• **WHAT THIS TASK INVOLVES**: How many lines of the data below contain the word "above"? Give only the number.

• **RECORDS SUPPLIED**:
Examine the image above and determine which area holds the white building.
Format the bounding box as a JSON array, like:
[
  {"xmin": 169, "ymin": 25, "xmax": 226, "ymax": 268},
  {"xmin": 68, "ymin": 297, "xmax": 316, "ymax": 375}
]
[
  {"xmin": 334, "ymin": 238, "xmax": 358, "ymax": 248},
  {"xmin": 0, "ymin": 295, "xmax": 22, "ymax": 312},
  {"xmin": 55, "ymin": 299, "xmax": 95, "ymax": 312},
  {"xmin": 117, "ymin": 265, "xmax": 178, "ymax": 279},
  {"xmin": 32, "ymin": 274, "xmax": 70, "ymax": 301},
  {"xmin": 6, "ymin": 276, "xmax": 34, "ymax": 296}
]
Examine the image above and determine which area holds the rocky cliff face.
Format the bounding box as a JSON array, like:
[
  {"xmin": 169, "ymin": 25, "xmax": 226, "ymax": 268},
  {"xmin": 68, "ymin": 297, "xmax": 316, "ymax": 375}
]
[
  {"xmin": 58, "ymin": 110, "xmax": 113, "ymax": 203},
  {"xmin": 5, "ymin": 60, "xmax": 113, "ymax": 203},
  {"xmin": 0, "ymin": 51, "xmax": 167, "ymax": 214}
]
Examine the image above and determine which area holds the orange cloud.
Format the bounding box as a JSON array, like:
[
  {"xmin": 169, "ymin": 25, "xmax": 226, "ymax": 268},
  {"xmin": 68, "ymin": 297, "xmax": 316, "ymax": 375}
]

---

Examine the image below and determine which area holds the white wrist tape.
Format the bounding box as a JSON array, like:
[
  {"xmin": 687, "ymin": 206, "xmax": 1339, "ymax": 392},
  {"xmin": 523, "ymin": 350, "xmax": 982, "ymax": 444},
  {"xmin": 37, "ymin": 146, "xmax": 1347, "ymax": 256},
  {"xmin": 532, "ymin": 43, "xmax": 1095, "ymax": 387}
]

• **TASK SOLUTION**: 3